**Problem to solve**
Could you reproduce all of the following entries exactly?

<<<<

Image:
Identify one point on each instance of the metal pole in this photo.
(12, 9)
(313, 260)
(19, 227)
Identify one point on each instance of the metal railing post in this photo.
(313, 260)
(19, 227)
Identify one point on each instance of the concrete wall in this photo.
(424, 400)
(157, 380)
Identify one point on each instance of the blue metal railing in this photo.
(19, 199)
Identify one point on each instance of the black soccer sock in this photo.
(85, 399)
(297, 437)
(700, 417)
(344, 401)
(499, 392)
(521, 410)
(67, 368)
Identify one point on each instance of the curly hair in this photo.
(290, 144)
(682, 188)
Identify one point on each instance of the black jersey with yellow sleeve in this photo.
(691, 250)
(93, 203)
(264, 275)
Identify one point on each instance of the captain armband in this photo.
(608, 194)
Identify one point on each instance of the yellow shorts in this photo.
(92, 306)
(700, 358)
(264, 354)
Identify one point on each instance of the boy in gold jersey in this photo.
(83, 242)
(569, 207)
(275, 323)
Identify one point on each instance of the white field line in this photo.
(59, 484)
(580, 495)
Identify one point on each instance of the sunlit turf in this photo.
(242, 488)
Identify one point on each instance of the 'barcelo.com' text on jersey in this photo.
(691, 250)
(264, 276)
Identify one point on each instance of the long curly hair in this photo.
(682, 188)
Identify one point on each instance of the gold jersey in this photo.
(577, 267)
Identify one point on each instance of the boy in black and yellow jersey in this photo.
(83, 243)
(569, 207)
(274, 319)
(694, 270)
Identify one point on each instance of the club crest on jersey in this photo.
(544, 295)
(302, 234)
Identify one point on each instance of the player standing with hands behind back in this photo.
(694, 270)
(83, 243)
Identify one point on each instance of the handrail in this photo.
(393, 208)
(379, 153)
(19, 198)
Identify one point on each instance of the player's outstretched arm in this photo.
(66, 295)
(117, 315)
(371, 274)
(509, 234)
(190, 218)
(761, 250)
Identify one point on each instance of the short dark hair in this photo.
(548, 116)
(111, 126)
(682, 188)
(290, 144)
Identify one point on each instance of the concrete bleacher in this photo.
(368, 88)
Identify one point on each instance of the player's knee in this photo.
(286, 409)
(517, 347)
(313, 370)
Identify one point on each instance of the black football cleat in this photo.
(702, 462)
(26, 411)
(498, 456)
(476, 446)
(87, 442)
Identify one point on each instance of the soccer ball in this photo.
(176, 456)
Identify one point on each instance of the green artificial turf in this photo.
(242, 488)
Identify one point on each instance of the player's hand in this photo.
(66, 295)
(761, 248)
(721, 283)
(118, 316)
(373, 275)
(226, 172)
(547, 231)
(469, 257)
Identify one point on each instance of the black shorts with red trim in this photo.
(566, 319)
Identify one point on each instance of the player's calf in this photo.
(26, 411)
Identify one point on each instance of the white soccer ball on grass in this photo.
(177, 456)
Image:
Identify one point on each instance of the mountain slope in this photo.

>>>>

**Result of this exercise**
Image:
Identify one point on each instance of the metal pole in this photo.
(12, 9)
(313, 260)
(19, 227)
Identify one point on each instance of the metal railing post in this photo.
(313, 260)
(19, 227)
Identify one point on each instance of the concrete wall in this photo.
(424, 400)
(157, 380)
Identify one point on each instance of the blue metal railing in this photo.
(19, 199)
Identify one point on each instance of the black soccer sock in this photo.
(85, 399)
(297, 437)
(700, 417)
(344, 401)
(499, 392)
(521, 410)
(67, 368)
Identify one point on each instance of the curly hair in this photo.
(290, 144)
(682, 188)
Identify one point on each instance of the black jersey with yellow sleeve in this photo.
(691, 250)
(93, 203)
(264, 275)
Identify one point on each instance of the captain armband in this photo.
(608, 194)
Identify one point on each instance of the yellow shorts in this photo.
(92, 306)
(700, 358)
(264, 354)
Identify one point on each instance of the boy in gold jersey in this photo.
(83, 242)
(569, 207)
(275, 323)
Identify one point on each instance of the white field line in this photo.
(59, 484)
(580, 495)
Identify one point on each instance of the sunlit turf in this photo.
(242, 488)
Identify one point on each instance of the 'barcelo.com' text on jersey in this photo.
(691, 250)
(264, 276)
Identify one point on each instance of the long curly hair in this photo.
(682, 188)
Identify one point on each instance of the gold jersey in this photo.
(577, 267)
Identify one point on each instance of the boy in black and yellow jersey in this photo.
(83, 243)
(569, 207)
(274, 319)
(694, 270)
Identify one point on each instance of the club crest on jersey in this photo.
(544, 295)
(302, 234)
Identify one point on each instance of the player standing with hands behind back in this photo.
(694, 270)
(83, 243)
Identify one point on each instance of the handrail in this photo.
(393, 208)
(379, 153)
(19, 198)
Identify one point on each instance of the player's outstretched arm in this photo.
(66, 295)
(117, 315)
(371, 274)
(509, 234)
(190, 218)
(761, 250)
Identify one point on each instance of the short dark hair in this photo.
(548, 116)
(111, 126)
(682, 188)
(290, 144)
Identify one point on each instance of the concrete bleacher in this photo.
(368, 88)
Identify one point on each instance of the player's knee in this photo.
(286, 409)
(517, 347)
(313, 370)
Identify one point on each instance of the black football cleat in this photo.
(702, 462)
(26, 411)
(498, 456)
(476, 446)
(87, 442)
Identify one point on each instance of the soccer ball in this photo.
(176, 456)
Identify one point on each instance of the green artificial turf in this photo.
(242, 488)
Identify one point on each instance of the player's hand in this photo.
(66, 295)
(761, 248)
(721, 283)
(118, 316)
(373, 275)
(226, 172)
(547, 231)
(469, 257)
Identify one point on each instance of the black shorts with red trim in this photo.
(566, 319)
Identify one point on each instance of the player's calf in this photo.
(26, 411)
Identify one point on each instance of the white soccer ball on grass in this photo.
(177, 456)
Image:
Identify one point on each instance of the mountain slope in this photo.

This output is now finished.